**Problem description:** Beginning at the line that contains "Question. Point out every instance of the boy", reproduce every line to the end of the material without changing any of them.

^^^^^^^^

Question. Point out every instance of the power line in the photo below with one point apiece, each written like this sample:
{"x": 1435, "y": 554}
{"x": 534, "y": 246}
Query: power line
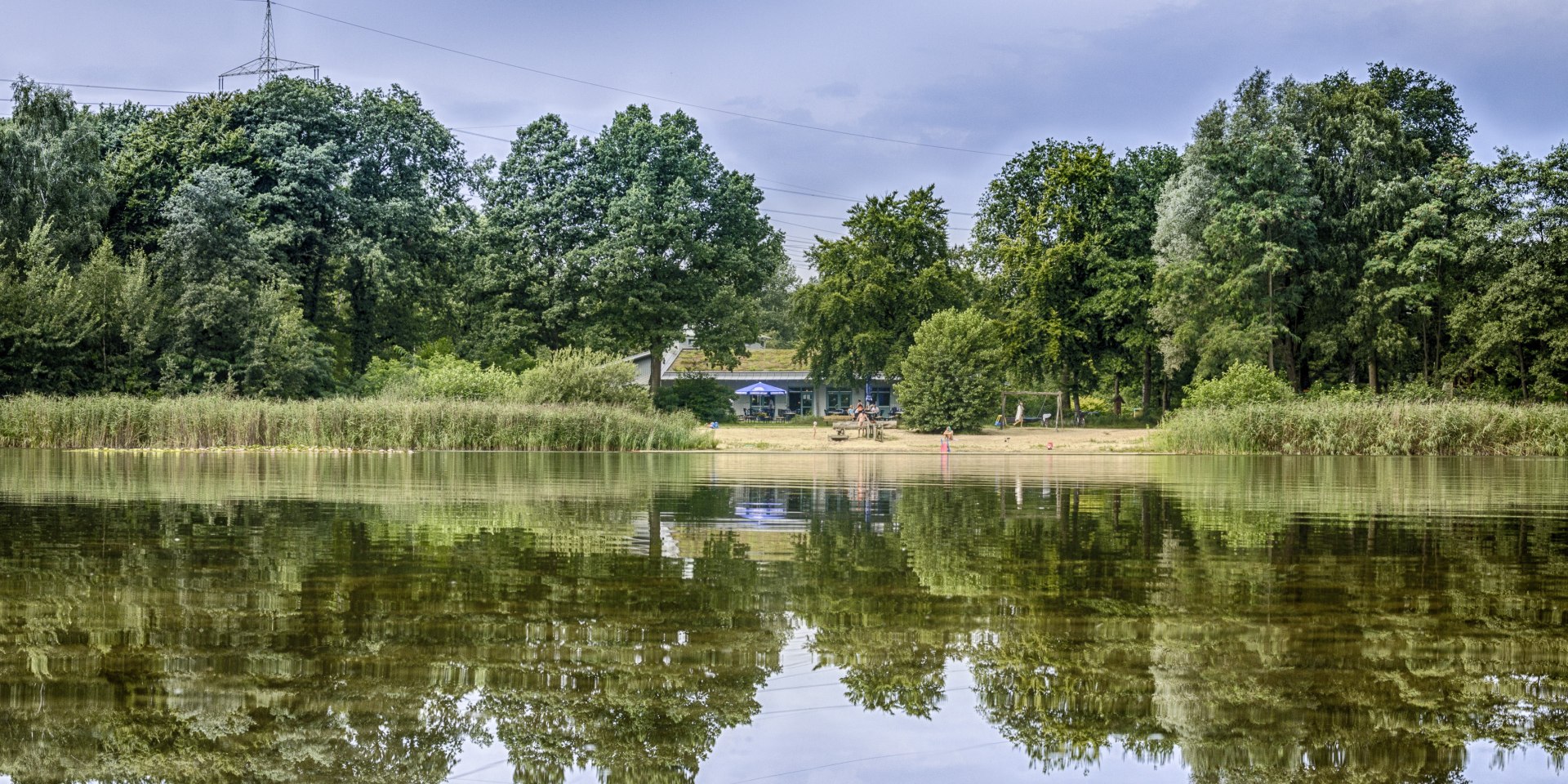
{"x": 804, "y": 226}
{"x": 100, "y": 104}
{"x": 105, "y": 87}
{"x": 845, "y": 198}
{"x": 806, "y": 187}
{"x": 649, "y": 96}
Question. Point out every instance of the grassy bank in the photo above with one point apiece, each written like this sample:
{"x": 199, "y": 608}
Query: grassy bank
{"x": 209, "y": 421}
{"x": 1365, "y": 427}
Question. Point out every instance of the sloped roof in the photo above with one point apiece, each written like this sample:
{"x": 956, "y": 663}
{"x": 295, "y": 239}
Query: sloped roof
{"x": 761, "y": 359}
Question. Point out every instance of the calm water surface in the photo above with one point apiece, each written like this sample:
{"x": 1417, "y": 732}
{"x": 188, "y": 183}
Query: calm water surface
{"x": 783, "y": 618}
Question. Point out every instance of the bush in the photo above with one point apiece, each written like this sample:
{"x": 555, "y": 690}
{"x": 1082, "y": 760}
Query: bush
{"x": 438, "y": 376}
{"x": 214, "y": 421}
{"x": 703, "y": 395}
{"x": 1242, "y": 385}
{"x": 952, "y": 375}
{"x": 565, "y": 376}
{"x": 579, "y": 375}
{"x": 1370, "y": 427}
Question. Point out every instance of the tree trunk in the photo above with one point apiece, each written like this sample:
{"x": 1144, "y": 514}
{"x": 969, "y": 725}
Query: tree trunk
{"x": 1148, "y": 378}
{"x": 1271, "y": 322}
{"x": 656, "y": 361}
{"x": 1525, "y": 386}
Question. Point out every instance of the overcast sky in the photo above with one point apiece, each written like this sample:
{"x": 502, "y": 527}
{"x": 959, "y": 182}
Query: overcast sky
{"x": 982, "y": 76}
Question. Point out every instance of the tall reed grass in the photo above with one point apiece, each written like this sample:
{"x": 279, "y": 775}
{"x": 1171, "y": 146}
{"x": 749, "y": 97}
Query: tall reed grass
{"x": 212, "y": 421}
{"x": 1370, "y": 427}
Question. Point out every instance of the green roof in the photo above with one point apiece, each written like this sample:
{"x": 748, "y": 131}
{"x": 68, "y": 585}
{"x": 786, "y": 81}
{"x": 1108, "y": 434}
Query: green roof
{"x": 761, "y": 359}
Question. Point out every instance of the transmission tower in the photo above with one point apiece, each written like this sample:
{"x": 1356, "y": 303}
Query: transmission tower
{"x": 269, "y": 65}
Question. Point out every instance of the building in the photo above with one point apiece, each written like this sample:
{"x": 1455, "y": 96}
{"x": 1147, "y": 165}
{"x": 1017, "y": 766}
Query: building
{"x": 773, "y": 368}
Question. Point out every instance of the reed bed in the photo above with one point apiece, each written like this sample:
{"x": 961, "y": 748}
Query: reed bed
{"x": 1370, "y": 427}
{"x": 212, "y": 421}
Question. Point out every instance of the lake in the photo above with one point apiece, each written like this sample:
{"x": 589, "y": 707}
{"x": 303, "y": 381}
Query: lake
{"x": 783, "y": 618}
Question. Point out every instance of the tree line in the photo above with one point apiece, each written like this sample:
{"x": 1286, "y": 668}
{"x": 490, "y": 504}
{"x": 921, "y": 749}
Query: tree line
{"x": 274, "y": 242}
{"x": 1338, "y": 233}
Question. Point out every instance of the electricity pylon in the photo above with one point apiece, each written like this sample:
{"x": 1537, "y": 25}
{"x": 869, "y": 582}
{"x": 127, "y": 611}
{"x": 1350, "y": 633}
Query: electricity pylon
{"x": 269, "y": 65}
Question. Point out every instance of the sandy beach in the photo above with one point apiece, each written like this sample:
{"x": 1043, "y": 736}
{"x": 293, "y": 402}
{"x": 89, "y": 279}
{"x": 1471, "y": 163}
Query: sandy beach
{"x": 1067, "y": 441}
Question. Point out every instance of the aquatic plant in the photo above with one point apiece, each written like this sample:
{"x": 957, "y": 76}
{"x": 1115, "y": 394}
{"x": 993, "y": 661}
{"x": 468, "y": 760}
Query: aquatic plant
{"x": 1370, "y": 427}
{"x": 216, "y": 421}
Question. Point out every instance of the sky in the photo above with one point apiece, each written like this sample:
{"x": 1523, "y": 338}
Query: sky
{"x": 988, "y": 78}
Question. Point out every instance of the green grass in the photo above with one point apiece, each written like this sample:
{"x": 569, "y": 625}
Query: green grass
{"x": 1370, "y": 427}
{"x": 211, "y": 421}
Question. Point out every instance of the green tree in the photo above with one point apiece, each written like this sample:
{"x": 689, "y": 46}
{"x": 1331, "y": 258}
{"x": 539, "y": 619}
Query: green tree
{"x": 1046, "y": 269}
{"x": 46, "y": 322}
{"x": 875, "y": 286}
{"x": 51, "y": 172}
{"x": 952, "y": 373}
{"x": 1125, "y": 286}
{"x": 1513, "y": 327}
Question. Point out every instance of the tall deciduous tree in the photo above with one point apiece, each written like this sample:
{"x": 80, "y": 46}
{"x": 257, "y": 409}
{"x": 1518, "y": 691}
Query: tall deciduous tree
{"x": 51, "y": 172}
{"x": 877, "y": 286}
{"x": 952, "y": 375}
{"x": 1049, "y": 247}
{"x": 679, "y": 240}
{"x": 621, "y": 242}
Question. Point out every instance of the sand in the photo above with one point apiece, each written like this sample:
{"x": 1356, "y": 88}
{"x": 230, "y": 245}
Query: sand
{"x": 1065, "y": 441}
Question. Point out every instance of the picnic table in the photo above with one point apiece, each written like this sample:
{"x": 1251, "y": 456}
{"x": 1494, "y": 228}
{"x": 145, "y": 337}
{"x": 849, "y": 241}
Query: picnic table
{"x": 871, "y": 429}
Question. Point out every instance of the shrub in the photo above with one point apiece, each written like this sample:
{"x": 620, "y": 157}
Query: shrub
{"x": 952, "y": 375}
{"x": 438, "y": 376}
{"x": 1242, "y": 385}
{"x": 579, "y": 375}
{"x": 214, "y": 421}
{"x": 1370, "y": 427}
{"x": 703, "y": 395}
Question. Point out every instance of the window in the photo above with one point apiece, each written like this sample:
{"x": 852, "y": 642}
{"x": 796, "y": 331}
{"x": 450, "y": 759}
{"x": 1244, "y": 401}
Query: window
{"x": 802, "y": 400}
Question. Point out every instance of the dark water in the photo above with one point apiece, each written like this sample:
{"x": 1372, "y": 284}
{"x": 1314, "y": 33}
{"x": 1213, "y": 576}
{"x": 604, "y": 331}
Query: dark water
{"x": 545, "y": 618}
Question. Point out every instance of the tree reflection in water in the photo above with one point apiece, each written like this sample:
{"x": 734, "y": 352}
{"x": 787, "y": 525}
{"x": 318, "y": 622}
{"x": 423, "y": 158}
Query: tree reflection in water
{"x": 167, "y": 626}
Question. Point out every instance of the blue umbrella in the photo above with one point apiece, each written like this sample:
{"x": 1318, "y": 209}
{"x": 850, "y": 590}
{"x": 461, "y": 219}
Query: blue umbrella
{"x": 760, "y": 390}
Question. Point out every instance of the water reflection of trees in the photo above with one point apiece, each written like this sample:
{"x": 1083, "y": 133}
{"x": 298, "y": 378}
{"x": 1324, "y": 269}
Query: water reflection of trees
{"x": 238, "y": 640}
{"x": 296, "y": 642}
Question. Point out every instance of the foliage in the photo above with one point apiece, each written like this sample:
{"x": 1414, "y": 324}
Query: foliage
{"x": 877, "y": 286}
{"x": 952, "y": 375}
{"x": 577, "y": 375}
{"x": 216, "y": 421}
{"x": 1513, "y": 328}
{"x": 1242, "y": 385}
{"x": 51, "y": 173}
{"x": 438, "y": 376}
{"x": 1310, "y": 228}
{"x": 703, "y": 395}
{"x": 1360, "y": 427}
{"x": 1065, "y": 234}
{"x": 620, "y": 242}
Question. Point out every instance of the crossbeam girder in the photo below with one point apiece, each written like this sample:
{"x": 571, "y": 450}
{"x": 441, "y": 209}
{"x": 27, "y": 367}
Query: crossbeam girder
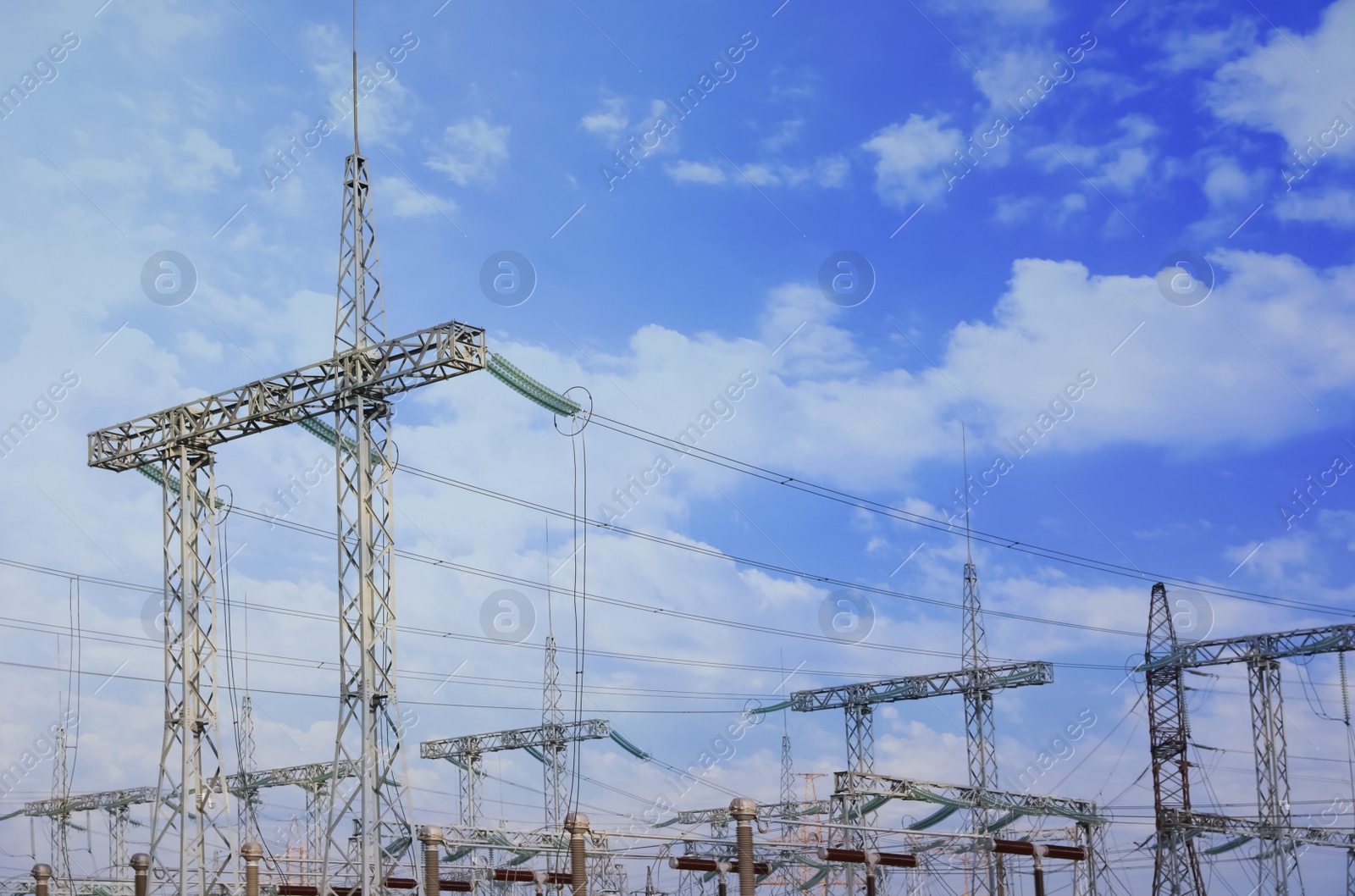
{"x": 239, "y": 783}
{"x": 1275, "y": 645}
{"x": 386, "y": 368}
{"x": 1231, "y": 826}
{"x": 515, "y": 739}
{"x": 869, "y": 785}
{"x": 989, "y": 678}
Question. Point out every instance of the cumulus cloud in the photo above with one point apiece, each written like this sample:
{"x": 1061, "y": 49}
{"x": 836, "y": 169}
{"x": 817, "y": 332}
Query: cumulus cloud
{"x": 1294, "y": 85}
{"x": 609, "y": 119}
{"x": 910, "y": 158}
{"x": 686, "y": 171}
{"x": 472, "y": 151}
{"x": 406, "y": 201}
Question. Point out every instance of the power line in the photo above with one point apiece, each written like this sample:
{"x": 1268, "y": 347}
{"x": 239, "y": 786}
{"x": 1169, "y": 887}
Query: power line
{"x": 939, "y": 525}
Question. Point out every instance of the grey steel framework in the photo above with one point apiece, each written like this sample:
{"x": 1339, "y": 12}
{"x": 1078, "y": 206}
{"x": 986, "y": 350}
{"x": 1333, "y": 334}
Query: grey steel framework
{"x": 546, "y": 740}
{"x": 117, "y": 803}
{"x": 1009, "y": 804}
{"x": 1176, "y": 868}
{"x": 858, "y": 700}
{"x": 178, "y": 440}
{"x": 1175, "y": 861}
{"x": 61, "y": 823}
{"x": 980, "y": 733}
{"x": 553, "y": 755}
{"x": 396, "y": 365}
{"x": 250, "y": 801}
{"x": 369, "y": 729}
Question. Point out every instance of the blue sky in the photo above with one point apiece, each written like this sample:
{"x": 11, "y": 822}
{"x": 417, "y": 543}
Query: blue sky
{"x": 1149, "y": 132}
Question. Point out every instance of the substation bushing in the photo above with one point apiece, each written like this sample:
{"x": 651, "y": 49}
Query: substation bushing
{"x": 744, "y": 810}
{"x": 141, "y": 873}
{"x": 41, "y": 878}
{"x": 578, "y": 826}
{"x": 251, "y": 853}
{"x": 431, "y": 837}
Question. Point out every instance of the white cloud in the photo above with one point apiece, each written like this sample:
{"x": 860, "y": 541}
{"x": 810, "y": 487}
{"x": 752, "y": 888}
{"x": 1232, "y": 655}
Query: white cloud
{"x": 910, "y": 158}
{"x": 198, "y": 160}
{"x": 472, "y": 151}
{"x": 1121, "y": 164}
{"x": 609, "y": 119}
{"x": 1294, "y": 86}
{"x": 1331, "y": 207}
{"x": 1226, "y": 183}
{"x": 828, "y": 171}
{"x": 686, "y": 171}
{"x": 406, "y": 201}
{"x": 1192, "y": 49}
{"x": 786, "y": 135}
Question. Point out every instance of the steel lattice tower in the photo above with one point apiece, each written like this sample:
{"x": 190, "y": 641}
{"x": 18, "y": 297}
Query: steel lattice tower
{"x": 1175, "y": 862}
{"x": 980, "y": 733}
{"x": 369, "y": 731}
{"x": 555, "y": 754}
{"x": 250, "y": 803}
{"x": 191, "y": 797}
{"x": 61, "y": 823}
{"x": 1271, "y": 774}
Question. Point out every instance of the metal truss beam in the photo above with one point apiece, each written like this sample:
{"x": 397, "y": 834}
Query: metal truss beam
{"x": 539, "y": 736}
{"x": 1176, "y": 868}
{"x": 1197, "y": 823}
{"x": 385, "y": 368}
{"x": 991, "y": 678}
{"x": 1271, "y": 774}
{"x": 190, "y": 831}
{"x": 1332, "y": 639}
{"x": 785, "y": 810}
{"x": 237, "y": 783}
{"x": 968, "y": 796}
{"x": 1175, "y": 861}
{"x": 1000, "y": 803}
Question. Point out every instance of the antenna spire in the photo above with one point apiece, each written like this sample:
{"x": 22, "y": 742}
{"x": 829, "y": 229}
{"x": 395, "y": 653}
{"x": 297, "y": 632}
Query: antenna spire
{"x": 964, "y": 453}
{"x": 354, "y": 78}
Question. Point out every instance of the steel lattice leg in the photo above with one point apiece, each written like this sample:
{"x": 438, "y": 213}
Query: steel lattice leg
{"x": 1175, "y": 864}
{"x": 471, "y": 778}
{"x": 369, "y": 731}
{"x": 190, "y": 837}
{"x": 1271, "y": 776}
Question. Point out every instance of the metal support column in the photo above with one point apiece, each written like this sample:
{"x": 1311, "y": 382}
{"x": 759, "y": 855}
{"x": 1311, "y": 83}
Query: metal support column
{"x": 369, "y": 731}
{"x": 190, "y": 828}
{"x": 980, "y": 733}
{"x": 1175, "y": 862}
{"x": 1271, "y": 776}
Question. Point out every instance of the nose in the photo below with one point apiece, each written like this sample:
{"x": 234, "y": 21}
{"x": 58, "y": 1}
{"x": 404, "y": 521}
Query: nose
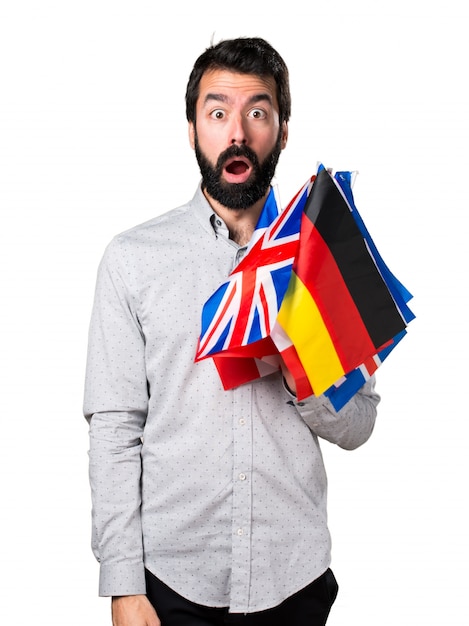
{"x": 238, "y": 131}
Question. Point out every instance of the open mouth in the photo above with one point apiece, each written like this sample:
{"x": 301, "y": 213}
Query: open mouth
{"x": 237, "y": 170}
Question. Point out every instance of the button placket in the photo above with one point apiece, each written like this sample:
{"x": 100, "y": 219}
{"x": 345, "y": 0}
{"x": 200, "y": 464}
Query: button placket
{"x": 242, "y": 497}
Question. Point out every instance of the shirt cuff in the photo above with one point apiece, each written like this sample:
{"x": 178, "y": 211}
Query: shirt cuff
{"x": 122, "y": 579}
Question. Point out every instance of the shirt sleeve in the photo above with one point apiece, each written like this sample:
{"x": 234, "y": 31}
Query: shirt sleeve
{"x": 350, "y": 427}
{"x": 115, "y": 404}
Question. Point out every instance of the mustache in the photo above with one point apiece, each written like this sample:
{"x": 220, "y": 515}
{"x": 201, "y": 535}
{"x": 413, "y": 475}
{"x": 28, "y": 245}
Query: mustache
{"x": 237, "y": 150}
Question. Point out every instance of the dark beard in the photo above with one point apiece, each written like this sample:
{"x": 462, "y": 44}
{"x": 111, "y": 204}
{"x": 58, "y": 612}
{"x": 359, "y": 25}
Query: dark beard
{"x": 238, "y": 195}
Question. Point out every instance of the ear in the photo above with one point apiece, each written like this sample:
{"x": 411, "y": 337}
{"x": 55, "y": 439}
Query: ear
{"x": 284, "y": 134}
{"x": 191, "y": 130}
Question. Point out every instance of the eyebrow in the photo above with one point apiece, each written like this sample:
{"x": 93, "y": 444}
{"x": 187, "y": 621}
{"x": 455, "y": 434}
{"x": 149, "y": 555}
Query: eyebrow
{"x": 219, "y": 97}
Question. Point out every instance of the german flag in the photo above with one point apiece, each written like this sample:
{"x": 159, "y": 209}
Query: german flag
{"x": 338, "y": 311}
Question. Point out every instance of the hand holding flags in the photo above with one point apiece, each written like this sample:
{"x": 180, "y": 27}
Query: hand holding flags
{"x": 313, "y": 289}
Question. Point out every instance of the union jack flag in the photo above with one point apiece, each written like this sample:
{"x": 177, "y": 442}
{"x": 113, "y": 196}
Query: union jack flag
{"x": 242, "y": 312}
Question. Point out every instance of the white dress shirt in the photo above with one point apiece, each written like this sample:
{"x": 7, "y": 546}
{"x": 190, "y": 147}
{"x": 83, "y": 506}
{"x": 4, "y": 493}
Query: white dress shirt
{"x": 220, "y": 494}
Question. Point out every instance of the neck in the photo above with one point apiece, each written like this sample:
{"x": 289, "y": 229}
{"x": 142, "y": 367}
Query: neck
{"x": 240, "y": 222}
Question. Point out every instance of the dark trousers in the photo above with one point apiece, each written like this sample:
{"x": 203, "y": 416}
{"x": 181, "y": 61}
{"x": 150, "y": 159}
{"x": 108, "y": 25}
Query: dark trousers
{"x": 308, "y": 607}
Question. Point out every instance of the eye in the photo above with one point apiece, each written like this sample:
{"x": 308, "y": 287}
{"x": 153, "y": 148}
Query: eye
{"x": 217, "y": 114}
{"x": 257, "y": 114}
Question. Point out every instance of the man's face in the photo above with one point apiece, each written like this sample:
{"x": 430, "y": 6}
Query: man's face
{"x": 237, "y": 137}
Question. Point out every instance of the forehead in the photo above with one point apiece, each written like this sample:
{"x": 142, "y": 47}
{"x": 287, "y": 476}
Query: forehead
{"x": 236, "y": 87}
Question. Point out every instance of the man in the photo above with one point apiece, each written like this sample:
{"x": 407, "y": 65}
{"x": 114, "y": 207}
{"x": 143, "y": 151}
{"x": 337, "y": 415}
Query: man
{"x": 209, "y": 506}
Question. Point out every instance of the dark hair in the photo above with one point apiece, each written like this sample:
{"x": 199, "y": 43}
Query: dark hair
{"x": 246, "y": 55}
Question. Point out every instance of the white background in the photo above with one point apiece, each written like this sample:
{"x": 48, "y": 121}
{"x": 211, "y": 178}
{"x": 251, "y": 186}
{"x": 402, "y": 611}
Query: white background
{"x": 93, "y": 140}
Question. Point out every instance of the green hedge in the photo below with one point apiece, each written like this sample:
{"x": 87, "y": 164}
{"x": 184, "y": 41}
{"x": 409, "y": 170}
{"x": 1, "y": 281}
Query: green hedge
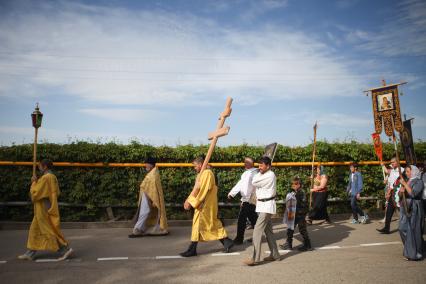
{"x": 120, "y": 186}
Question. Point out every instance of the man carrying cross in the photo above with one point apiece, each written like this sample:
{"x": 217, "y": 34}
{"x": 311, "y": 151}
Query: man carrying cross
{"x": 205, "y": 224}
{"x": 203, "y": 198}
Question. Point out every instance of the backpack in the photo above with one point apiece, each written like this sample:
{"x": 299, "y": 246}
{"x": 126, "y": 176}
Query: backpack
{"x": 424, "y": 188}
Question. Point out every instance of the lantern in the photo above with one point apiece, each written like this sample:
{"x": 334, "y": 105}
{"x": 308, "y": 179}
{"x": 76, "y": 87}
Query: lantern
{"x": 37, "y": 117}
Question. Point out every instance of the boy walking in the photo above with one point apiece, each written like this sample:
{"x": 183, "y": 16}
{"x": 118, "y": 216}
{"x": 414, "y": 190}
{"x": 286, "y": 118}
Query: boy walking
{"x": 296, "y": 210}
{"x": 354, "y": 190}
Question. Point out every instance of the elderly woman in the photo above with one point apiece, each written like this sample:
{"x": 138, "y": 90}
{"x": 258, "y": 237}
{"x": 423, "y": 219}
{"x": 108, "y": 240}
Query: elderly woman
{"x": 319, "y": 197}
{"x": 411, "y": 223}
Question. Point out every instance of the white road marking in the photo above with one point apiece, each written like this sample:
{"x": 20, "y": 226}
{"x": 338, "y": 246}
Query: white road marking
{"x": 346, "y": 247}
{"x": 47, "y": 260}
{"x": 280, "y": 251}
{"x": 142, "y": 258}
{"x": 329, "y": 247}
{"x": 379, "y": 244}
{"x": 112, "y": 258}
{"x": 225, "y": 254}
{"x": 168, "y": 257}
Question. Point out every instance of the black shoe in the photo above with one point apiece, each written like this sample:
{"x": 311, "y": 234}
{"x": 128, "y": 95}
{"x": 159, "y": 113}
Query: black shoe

^^^^^^^^

**Answer for this exercise:**
Question. Point out every instance of the boy walking in the photo above with one point apiece, each written like this sample:
{"x": 183, "y": 16}
{"x": 118, "y": 216}
{"x": 414, "y": 190}
{"x": 286, "y": 118}
Query: boy walking
{"x": 296, "y": 210}
{"x": 354, "y": 190}
Question. Point out every instance of the elderly woman in the photo above with one point apiece, each written like this sample:
{"x": 138, "y": 90}
{"x": 258, "y": 237}
{"x": 423, "y": 219}
{"x": 108, "y": 240}
Query: elderly woman
{"x": 319, "y": 197}
{"x": 411, "y": 223}
Question. Point out every instance of the white road marking in the photo above with one point apiece, each written like this sample:
{"x": 20, "y": 226}
{"x": 338, "y": 246}
Query: white road marking
{"x": 346, "y": 247}
{"x": 47, "y": 260}
{"x": 280, "y": 251}
{"x": 142, "y": 258}
{"x": 329, "y": 247}
{"x": 379, "y": 244}
{"x": 112, "y": 258}
{"x": 225, "y": 254}
{"x": 168, "y": 257}
Question. Point out every instance of the black shoe in the photo above with one point apiece, each written like this sample:
{"x": 311, "y": 234}
{"x": 128, "y": 95}
{"x": 159, "y": 113}
Query: black shoe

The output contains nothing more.